(Excerpted data begins)
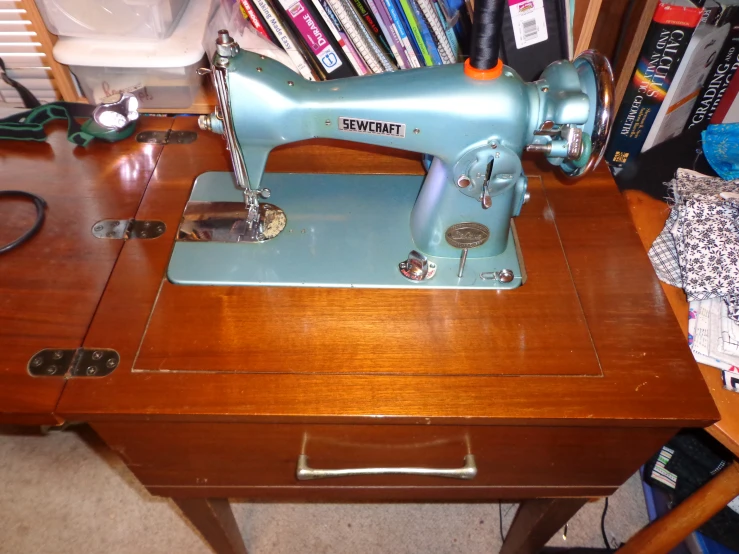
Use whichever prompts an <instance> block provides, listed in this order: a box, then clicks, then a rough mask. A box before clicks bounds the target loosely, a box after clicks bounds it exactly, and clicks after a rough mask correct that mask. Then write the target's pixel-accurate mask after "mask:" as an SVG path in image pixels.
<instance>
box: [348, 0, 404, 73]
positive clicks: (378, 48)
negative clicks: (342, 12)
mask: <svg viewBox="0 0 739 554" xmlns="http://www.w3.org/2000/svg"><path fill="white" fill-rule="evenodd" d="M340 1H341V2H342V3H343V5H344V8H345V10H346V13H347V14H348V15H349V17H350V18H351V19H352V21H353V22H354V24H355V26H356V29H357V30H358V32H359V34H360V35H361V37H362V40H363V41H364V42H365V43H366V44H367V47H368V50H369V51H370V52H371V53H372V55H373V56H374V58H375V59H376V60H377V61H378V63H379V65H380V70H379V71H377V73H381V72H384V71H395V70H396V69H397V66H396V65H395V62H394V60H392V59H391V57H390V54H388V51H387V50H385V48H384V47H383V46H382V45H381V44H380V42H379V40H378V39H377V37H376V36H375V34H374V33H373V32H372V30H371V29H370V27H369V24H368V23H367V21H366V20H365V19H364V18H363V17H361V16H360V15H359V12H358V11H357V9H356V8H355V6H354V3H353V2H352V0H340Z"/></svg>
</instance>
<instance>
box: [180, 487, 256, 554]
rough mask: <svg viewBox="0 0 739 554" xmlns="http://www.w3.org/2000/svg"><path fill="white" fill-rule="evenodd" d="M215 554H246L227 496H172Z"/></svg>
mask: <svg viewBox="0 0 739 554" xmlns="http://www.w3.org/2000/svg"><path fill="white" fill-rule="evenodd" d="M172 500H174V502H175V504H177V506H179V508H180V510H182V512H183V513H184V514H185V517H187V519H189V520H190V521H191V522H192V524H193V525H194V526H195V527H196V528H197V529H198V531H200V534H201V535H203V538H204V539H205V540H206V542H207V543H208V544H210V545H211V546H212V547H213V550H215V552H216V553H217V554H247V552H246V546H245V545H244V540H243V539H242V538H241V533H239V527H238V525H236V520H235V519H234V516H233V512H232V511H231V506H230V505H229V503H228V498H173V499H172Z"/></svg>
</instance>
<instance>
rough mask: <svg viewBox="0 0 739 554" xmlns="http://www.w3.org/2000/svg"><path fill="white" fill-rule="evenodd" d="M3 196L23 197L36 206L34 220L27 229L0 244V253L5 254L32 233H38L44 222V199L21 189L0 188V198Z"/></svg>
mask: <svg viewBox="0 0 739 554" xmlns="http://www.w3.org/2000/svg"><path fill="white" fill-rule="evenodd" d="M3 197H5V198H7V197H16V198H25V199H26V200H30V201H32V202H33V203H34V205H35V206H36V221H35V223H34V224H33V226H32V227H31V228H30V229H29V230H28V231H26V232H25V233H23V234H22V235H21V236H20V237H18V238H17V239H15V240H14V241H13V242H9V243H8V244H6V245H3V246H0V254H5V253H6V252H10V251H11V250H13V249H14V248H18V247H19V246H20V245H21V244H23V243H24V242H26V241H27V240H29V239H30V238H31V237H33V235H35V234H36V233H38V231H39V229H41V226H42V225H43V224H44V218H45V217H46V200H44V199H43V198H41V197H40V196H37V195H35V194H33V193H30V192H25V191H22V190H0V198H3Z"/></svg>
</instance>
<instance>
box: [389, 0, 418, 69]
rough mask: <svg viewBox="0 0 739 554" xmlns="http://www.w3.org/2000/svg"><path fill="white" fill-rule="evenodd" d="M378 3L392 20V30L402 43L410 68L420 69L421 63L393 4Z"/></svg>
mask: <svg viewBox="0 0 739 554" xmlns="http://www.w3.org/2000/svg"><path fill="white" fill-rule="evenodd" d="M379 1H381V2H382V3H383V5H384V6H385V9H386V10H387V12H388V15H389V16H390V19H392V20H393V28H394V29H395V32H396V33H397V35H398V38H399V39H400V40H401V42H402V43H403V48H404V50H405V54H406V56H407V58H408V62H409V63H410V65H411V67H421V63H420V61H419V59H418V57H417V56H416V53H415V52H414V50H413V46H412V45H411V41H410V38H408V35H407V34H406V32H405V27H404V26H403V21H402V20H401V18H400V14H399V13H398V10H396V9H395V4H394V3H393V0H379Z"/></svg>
(Excerpted data ends)
**Problem**
Please give the data above again in exact form and omit every picture.

**Answer space**
Use whichever prompts an <instance> block provides, listed in this order: a box, then clicks, then a rough mask. A box before clicks bounds the target loosely, a box after clicks bounds it exactly, and clicks after a rough mask correct that mask. Then write the target's pixel-accurate mask after "mask:" as an SVG path in image pixels.
<instance>
box: [348, 0, 404, 73]
positive clicks: (378, 48)
negative clicks: (342, 12)
mask: <svg viewBox="0 0 739 554" xmlns="http://www.w3.org/2000/svg"><path fill="white" fill-rule="evenodd" d="M340 1H341V2H342V3H343V5H344V8H345V10H346V13H347V14H348V15H349V17H350V18H351V19H352V21H353V22H354V24H355V26H356V29H357V30H358V32H359V34H360V35H361V37H362V40H363V41H364V42H365V43H366V44H367V47H368V50H369V51H370V52H371V53H372V55H373V56H374V58H375V59H376V60H377V61H378V63H379V65H380V70H379V71H377V73H381V72H384V71H395V70H396V69H397V66H396V65H395V62H394V60H392V59H391V57H390V54H388V51H387V50H385V48H384V47H383V46H382V45H381V44H380V42H379V40H378V39H377V37H376V36H375V34H374V33H373V32H372V30H371V29H370V27H369V24H368V23H367V21H366V20H365V19H364V18H363V17H361V16H360V15H359V12H358V11H357V9H356V8H355V6H354V3H353V2H352V0H340Z"/></svg>
</instance>
<instance>
box: [180, 487, 256, 554]
rough mask: <svg viewBox="0 0 739 554" xmlns="http://www.w3.org/2000/svg"><path fill="white" fill-rule="evenodd" d="M215 554H246L227 496H172Z"/></svg>
mask: <svg viewBox="0 0 739 554" xmlns="http://www.w3.org/2000/svg"><path fill="white" fill-rule="evenodd" d="M172 500H174V502H175V504H177V506H179V508H180V510H182V512H183V513H184V514H185V517H187V519H189V520H190V521H191V522H192V524H193V525H194V526H195V527H196V528H197V529H198V531H200V534H201V535H203V538H204V539H205V540H206V542H207V543H208V544H210V545H211V546H212V547H213V550H215V552H216V553H217V554H247V552H246V546H245V545H244V540H243V539H242V538H241V533H239V527H238V525H236V520H235V519H234V516H233V512H232V511H231V506H230V505H229V503H228V498H173V499H172Z"/></svg>
</instance>
<instance>
rough mask: <svg viewBox="0 0 739 554" xmlns="http://www.w3.org/2000/svg"><path fill="white" fill-rule="evenodd" d="M3 196L23 197L36 206L34 220L27 229L0 244V253L5 254L32 233H38L44 222V199L21 189L0 188V198Z"/></svg>
mask: <svg viewBox="0 0 739 554" xmlns="http://www.w3.org/2000/svg"><path fill="white" fill-rule="evenodd" d="M3 197H5V198H7V197H16V198H25V199H26V200H30V201H32V202H33V203H34V205H35V206H36V221H35V223H34V224H33V226H32V227H31V228H30V229H29V230H28V231H26V232H25V233H23V234H22V235H21V236H20V237H18V238H17V239H15V240H14V241H13V242H9V243H8V244H6V245H3V246H0V254H5V253H6V252H10V251H11V250H13V249H14V248H18V247H19V246H20V245H21V244H23V243H24V242H26V241H27V240H29V239H30V238H31V237H33V235H35V234H36V233H38V231H39V229H41V226H42V225H43V224H44V218H45V217H46V200H44V199H43V198H41V197H40V196H37V195H35V194H33V193H30V192H25V191H22V190H0V198H3Z"/></svg>
</instance>
<instance>
box: [389, 0, 418, 69]
rough mask: <svg viewBox="0 0 739 554" xmlns="http://www.w3.org/2000/svg"><path fill="white" fill-rule="evenodd" d="M378 3L392 20V30L402 43L410 68L420 69L421 63L393 4Z"/></svg>
mask: <svg viewBox="0 0 739 554" xmlns="http://www.w3.org/2000/svg"><path fill="white" fill-rule="evenodd" d="M379 1H381V2H382V3H383V5H384V6H385V9H386V10H387V12H388V15H389V16H390V19H392V20H393V28H394V29H395V32H396V33H397V35H398V38H399V39H400V40H401V42H402V43H403V48H404V50H405V54H406V56H407V58H408V62H409V63H410V65H411V67H421V63H420V61H419V59H418V57H417V56H416V53H415V52H414V50H413V46H412V45H411V41H410V38H408V35H407V34H406V32H405V27H404V26H403V21H402V20H401V18H400V14H399V13H398V10H396V9H395V4H394V3H393V0H379Z"/></svg>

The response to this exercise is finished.